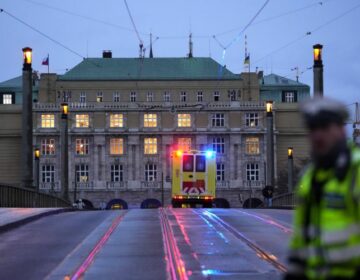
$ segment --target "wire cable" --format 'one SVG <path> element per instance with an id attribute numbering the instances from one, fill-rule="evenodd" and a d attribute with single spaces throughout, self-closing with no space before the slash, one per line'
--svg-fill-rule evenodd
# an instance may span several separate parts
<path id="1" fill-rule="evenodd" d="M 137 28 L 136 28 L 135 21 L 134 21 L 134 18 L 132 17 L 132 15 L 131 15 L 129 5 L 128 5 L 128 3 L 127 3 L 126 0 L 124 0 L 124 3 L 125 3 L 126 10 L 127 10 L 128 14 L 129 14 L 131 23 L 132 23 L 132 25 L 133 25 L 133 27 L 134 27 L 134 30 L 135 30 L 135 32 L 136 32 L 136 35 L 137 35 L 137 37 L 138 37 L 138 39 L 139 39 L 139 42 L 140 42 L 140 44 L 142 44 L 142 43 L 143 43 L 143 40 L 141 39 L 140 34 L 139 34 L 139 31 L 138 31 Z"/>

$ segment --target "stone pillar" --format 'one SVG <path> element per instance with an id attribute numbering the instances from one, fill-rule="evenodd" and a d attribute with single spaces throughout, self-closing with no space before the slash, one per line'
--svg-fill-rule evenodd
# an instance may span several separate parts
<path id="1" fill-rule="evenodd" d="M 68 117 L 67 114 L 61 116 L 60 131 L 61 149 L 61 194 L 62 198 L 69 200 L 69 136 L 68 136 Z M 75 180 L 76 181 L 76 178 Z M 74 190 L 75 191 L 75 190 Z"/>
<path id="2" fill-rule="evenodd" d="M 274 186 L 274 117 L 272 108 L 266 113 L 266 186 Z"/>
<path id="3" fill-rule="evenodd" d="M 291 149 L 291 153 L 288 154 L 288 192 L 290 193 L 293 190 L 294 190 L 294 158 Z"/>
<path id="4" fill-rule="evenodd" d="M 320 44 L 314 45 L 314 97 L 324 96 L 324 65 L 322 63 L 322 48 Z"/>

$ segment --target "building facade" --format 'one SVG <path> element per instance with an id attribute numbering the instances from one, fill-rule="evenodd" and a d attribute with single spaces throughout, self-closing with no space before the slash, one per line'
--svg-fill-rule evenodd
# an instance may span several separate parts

---

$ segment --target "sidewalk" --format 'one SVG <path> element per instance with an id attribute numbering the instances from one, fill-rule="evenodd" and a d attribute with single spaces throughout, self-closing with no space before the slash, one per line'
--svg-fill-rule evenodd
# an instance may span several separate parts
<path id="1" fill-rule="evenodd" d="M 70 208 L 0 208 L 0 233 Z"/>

> _YOUR INSTRUCTIONS_
What lines in the data include the string "format"? Copy each one.

> _SOLVED PROBLEM_
$ segment --target "wire cable" --format 'one SVG <path> element per instance with an id attribute numbering the instances from one, fill-rule="evenodd" and a d attribute with single spaces throughout, self-closing with no space before the slash, one per line'
$ segment --target "stone pillar" --format 'one SVG <path> element per instance with an id attribute numbering the instances from one, fill-rule="evenodd" and a d attribute with single spaces throughout, self-closing with no space before the slash, one per line'
$ segment --target "building facade" --format 'one SVG <path> element per instance with an id attribute numbering the instances from one, fill-rule="evenodd" and a d attribute with single spaces throughout, self-closing with no space before the slash, one per line'
$ segment --target "sidewalk" --format 'one SVG <path> element per instance with an id attribute numbering the instances from one, fill-rule="evenodd" and a d attribute with single spaces throughout, self-closing with no space before the slash, one per line'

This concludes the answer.